## Ausgewählter Auszug:
Flugreisetauglichkeit nach Operationen Abdominale Operationen Appendektomie In unkomplizierten Fällen, also bei einer Appendektomie ohne Peritonitis nach vorheriger Perforation, kann beim älteren Patienten nach etwa zehn Tagen, beim jungen Patienten nach fünf Tagen von ausreichend festen Narbenverhältnissen ausgegangen werden, sodass einer Flugreise nichts im Wege steht. Bei gestörter Wundheilung mit entzündlichen Komplikationen sind dagegen mindestens drei Wochen anzusetzen. Aufgrund des reduzierten Luftdrucks (entsprechend einer Höhe von ca. 1600–2400 m) während des Fluges kommt es – gemäss der Gesetzmässigkeiten des Gasgesetzes von Boyle-Mariotte – zu einer Ausdehnung eingeschlossener Gase. Dies betrifft nicht nur die Luft in Nasennebenhöhlen und Mittelohr, sondern auch die Darmgase. Im Darm kann es dadurch zu einer erhöhten Belastung der Narben kommen, die im Falle einer plötzlichen Dekompression sogar zur Dehiszenz führen kann. Zusätzlich kann eine möglicherweise noch gestörte Darmmotilität mit lokalen Gasansammlungen eine ileusähnliche Symptomatik auslösen.

## Datenzeilen:
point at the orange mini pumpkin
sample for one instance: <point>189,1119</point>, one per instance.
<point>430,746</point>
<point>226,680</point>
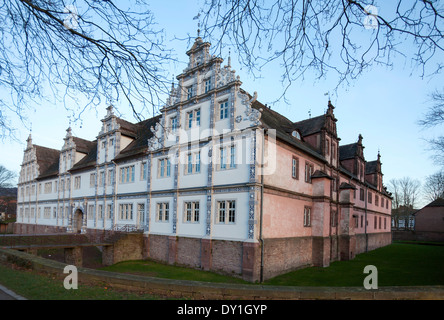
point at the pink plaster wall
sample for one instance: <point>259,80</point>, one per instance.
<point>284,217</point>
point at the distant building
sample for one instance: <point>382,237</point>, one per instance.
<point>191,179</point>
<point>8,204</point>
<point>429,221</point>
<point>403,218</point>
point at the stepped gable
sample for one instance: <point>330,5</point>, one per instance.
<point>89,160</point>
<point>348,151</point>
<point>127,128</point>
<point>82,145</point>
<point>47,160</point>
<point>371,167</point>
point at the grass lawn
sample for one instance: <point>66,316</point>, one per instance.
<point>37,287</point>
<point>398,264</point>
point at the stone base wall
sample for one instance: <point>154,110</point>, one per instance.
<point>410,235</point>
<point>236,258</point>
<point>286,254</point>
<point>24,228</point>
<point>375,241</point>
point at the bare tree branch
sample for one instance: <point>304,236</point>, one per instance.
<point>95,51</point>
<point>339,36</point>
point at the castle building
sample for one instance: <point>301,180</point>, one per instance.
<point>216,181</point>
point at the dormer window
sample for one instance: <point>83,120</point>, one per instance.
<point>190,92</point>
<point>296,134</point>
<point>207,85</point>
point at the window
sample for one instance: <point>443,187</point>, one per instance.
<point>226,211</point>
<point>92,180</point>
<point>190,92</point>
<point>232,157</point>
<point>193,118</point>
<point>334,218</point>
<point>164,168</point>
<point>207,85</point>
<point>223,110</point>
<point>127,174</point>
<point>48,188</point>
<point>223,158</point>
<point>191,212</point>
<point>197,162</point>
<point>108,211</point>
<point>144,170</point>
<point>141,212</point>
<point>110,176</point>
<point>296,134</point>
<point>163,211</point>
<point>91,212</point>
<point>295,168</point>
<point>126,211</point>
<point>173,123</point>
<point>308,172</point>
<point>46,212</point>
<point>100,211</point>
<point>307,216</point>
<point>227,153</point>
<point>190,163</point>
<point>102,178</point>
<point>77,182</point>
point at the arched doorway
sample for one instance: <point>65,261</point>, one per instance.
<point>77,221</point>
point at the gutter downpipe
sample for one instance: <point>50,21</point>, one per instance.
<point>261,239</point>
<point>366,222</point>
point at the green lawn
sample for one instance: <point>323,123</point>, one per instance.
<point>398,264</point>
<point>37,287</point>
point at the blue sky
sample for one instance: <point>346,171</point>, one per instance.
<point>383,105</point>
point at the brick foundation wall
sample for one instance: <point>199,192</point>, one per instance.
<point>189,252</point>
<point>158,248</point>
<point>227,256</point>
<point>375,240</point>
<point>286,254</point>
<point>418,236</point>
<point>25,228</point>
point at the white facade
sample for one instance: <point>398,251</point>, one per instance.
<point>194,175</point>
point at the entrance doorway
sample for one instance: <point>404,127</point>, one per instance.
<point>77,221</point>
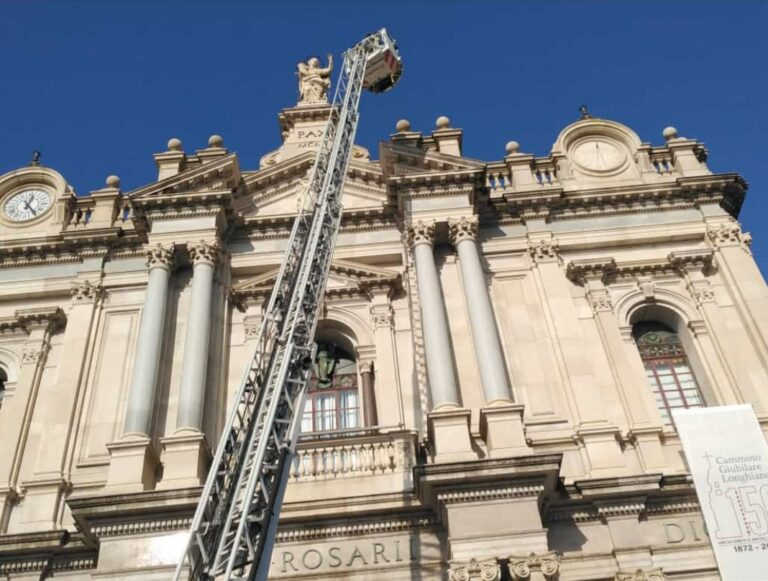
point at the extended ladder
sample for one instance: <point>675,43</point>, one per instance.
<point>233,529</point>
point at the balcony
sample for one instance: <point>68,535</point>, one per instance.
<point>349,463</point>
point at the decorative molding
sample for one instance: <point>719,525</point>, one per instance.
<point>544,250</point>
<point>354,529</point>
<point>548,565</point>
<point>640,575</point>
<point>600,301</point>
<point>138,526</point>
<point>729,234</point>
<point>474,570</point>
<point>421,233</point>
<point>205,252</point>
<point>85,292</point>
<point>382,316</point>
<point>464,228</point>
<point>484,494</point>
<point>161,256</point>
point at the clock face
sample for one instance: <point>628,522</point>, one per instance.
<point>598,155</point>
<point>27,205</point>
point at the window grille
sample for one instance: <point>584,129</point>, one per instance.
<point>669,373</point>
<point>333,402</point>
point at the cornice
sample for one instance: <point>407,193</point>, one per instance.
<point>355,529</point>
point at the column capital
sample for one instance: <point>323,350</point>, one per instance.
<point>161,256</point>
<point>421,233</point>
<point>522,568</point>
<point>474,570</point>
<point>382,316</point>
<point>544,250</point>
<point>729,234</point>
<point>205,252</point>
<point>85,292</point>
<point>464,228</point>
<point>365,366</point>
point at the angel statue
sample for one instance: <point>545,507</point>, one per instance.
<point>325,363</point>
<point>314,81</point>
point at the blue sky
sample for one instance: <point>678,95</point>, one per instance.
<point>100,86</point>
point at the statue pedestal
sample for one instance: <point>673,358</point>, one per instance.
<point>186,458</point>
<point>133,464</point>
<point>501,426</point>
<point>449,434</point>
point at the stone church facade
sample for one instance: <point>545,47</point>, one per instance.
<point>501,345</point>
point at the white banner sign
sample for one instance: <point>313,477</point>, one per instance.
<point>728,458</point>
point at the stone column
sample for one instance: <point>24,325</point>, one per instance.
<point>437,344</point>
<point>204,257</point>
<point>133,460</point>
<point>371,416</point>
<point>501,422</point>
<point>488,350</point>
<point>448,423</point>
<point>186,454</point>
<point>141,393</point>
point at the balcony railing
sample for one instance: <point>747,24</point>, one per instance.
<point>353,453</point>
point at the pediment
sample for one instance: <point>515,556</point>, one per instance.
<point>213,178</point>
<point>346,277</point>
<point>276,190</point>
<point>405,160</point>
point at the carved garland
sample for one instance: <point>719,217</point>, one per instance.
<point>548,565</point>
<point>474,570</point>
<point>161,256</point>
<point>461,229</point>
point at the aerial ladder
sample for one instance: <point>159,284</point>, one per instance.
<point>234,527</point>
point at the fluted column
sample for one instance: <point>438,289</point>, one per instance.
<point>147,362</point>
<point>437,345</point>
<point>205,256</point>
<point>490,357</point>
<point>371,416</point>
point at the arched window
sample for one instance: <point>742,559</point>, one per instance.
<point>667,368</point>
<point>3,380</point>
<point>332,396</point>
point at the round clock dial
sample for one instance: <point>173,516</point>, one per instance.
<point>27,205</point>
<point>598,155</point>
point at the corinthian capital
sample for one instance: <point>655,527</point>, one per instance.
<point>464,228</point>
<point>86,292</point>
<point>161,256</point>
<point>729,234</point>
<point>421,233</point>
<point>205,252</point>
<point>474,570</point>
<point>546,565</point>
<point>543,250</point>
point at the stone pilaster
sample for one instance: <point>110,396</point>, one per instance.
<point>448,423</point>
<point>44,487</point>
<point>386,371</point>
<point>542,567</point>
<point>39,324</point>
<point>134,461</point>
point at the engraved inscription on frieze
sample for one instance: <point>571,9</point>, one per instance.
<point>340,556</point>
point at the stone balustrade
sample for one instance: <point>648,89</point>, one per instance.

## Aufgabendetails:
Beantworte die folgenden Fragen zum Auszug über Flugreisetauglichkeit nach Operationen:
1. Nach wie vielen Tagen kann man bei jungen Patienten nach einer unkomplizierten Appendektomie von ausreichend festen Narbenverhältnissen ausgehen?
2. Welcher Höhe entspricht der reduzierte Luftdruck während des Fluges?
3. Nach welchem Gasgesetz dehnen sich eingeschlossene Gase aus?

## Gelöste Aufgabe:
1. Nach fünf Tagen.
2. Ca. 1600–2400 m.
3. Nach dem Gasgesetz von Boyle-Mariotte.